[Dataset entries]
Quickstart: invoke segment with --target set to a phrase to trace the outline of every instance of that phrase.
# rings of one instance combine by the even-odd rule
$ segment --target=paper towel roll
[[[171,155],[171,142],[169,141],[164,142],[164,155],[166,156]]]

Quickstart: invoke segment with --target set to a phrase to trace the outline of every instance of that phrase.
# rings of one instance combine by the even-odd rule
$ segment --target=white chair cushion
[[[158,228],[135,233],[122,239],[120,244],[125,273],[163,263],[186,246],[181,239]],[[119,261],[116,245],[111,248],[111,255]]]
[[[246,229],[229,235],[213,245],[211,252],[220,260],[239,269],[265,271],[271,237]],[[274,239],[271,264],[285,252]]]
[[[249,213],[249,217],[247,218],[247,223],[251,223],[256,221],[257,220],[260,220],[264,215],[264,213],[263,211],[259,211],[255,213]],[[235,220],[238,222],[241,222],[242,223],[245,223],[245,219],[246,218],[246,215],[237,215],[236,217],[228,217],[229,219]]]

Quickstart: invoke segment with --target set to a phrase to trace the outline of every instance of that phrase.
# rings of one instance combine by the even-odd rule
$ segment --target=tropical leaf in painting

Stated problem
Could you render every line of the entries above as a JSON list of strings, one string per line, with blank lines left out?

Result
[
  "Quickstart: invoke segment with --target set to a phrase to trace the outline of every instance of that phrase.",
  "# rings of one instance combine by the even-odd rule",
  "$ segment --target=paper towel roll",
  "[[[171,155],[171,142],[169,141],[164,142],[164,155],[166,156]]]",
  "Quickstart: invoke segment with --target set to a phrase to trace the outline of every instance of that phrase.",
  "# rings of one instance combine by the even-odd rule",
  "$ segment --target=white chair cushion",
  "[[[158,228],[135,233],[122,239],[120,244],[125,273],[163,263],[186,246],[181,239]],[[119,261],[116,245],[111,248],[111,255]]]",
  "[[[246,229],[229,235],[213,245],[211,252],[220,260],[239,269],[265,271],[271,237]],[[274,239],[271,264],[285,252]]]",
  "[[[249,213],[249,217],[247,218],[247,223],[251,223],[256,221],[257,220],[260,220],[264,215],[264,213],[263,211],[259,211],[255,213]],[[235,220],[238,222],[241,222],[242,223],[245,223],[245,219],[246,218],[246,215],[237,215],[236,217],[228,217],[229,219]]]",
  "Quickstart: invoke segment with --target set to a phrase to trace the outline of every instance of that phrase.",
  "# rings of one instance combine by the even-odd rule",
  "$ segment --target=tropical leaf in painting"
]